Goal
Write out every one of the entries below word for word, with each line left as it is.

_ _ _ _ _

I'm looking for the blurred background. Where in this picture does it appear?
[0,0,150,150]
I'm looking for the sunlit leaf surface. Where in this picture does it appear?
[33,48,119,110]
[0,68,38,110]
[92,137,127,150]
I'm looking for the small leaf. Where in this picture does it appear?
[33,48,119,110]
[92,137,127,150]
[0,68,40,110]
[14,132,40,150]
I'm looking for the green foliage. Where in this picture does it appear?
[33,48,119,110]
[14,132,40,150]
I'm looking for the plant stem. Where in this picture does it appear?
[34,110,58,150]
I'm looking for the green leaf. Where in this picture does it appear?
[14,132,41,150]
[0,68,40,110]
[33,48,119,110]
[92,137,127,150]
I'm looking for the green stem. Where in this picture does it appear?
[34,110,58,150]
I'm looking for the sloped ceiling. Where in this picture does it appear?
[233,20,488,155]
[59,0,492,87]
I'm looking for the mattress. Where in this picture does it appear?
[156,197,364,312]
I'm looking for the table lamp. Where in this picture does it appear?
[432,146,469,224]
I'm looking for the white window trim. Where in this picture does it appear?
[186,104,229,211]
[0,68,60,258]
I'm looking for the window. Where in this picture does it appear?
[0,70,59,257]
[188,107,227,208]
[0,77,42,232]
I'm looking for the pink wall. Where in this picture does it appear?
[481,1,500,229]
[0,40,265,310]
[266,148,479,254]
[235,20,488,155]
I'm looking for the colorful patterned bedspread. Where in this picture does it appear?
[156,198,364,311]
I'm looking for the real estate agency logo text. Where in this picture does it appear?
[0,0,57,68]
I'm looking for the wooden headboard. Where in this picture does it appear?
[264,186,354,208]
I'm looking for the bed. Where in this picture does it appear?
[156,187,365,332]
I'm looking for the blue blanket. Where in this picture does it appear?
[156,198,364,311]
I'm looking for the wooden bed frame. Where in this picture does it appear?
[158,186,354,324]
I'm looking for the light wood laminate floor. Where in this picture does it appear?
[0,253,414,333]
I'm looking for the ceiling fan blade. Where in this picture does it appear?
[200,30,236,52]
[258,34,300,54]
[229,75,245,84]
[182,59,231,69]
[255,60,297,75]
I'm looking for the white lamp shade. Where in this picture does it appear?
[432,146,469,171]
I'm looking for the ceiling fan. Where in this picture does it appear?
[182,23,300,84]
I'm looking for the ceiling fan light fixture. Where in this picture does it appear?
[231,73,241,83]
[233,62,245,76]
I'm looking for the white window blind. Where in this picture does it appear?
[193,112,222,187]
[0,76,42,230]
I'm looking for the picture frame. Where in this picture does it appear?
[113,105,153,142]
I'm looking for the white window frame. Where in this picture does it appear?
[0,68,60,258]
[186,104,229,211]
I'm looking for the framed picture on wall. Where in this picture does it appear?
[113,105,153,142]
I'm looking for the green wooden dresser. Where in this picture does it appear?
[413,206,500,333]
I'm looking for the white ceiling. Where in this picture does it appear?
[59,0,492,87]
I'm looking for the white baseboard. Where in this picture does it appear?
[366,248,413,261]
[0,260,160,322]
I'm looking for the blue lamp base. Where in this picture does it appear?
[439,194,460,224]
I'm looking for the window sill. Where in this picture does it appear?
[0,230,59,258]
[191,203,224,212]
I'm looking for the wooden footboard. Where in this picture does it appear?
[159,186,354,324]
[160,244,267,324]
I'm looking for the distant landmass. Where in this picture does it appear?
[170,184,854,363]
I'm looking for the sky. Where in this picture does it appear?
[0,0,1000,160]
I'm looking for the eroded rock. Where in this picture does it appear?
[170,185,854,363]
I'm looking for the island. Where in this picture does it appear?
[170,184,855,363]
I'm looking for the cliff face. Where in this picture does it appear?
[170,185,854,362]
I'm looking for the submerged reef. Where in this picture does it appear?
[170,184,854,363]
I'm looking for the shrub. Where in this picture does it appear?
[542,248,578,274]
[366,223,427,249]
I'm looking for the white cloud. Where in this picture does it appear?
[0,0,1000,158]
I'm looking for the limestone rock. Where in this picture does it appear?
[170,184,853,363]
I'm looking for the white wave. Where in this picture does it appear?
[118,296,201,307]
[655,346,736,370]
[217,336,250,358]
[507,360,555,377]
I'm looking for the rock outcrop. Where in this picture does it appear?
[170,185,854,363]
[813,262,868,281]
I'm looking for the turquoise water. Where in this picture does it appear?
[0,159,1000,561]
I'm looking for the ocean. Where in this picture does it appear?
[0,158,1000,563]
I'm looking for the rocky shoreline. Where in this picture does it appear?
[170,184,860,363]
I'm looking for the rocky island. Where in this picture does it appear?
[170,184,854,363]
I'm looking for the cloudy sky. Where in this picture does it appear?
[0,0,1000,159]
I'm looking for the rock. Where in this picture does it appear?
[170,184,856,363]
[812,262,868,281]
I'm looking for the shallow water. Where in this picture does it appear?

_ _ _ _ _

Response below
I'm looking for the blurred background. Where in this picture does it appear?
[0,0,150,150]
I'm looking for the sunlit leaf surface. Where in this picture does it appear?
[33,48,119,110]
[0,68,38,110]
[92,137,127,150]
I'm looking for the small leaf. Where in this picture does it appear?
[33,48,119,110]
[92,137,127,150]
[0,68,40,110]
[14,132,40,150]
I'm looking for the green foliage. Where in this picture does it appear?
[33,48,119,110]
[14,132,40,150]
I'm looking for the plant stem. Where in this picture does it appear?
[34,110,58,150]
I'm looking for the green leaf. Where in this picture does it appear?
[14,132,41,150]
[0,68,40,110]
[33,48,119,110]
[92,137,127,150]
I'm looking for the green stem. Where in this picture does it appear?
[34,110,58,150]
I'm looking for the sloped ceiling. Where in this picture does it appear?
[233,20,488,155]
[59,0,492,87]
I'm looking for the mattress. Where in this picture does it appear?
[156,197,364,312]
I'm looking for the table lamp. Where in this picture does it appear?
[432,146,469,224]
I'm looking for the white window trim. Where in this picture does it appear?
[186,104,229,211]
[0,68,60,258]
I'm looking for the window. Where in this picture does it appear?
[0,70,59,257]
[188,107,227,208]
[0,77,42,232]
I'm looking for the pink wall. Where in this picture does it appear?
[481,1,500,229]
[0,40,265,310]
[266,148,479,254]
[235,20,488,155]
I'm looking for the colorful patterned bedspread. Where in this picture does it appear?
[156,198,364,311]
I'm looking for the real estate agency logo text. Where in this picture does it appear?
[0,0,57,68]
I'm looking for the wooden headboard. Where in this picture does it appear?
[264,186,354,208]
I'm looking for the bed. Where in this picture does it appear?
[156,187,365,332]
I'm looking for the blue blanket. Where in this picture does it appear?
[156,198,364,311]
I'm looking for the wooden bed frame. Where in this picture does it appear?
[158,186,354,324]
I'm looking for the light wood laminate floor. Where in this picture does it appear?
[0,253,414,333]
I'm looking for the ceiling fan blade. Where in this picture does it appear?
[200,30,236,52]
[258,34,300,54]
[229,75,245,84]
[182,59,231,69]
[255,60,297,75]
I'm looking for the white lamp shade. Where in this picture does it appear?
[432,146,469,171]
I'm looking for the ceiling fan. Where in this picture does it appear?
[182,23,300,84]
I'm looking for the ceiling fan light fixture. Where in this picture does it appear?
[231,73,241,83]
[233,62,245,76]
I'm looking for the white window blind. Where in this picture does it appear?
[193,112,222,187]
[0,76,42,230]
I'm looking for the picture frame. Where in this picture does it appear?
[113,105,153,142]
I'm looking for the white window frame. Where in this picture does it appear?
[0,68,60,258]
[186,104,229,211]
I'm looking for the framed picture on wall. Where in this picture does it appear?
[113,105,153,142]
I'm looking for the green wooden dresser. Where in this picture does it appear?
[413,206,500,333]
I'm looking for the white ceiling. Where in this picture does it appear?
[59,0,492,87]
I'm looking for the white baseboard. Where in this picture does it appear?
[366,248,413,261]
[0,260,160,322]
I'm looking for the blue lamp base. Where in this picture does it appear?
[439,194,460,224]
I'm looking for the window sill. Where in this picture does it appear?
[0,230,59,258]
[191,203,224,212]
I'm looking for the wooden footboard. Where in this picture does it appear?
[159,186,354,324]
[160,244,267,324]
I'm looking for the distant landmass. Where in this picture does it appear?
[170,184,854,363]
I'm looking for the sky. Where in this picture does it appear?
[0,0,1000,160]
I'm looking for the eroded rock. Where in this picture does it appear?
[170,185,854,363]
I'm looking for the island. Where in this picture does it appear?
[170,184,855,363]
I'm looking for the cliff face. Where in this picture does it appear?
[170,185,854,362]
I'm looking for the submerged reef. Where in this picture does it appear?
[170,184,854,363]
I'm looking for the shrub. Where in this picture does it appear?
[542,248,578,274]
[366,223,427,249]
I'm looking for the white cloud. Where in this picture does it appear?
[0,0,1000,158]
I'm looking for the limestone rock. Where in this picture does it appear?
[170,184,853,363]
I'm looking for the white wave. Where in this picture does it appear?
[118,296,201,307]
[655,346,736,370]
[217,336,250,358]
[507,360,555,377]
I'm looking for the rock outcrop. Where in this picture does it appear?
[170,185,854,363]
[813,262,868,281]
I'm looking for the turquoise water. Where in this picture does it appear?
[0,159,1000,561]
I'm looking for the ocean. Where in this picture does it appear?
[0,158,1000,563]
I'm looking for the rocky shoreline. Where in this picture does it appear?
[170,184,860,363]
I'm looking for the rocky island. Where in this picture does it appear?
[170,184,854,363]
I'm looking for the cloudy sky. Where in this picture does it appear?
[0,0,1000,159]
I'm looking for the rock. Where in this picture does it appear?
[170,184,856,363]
[812,262,868,281]
I'm looking for the shallow water. Where in this picture does it appear?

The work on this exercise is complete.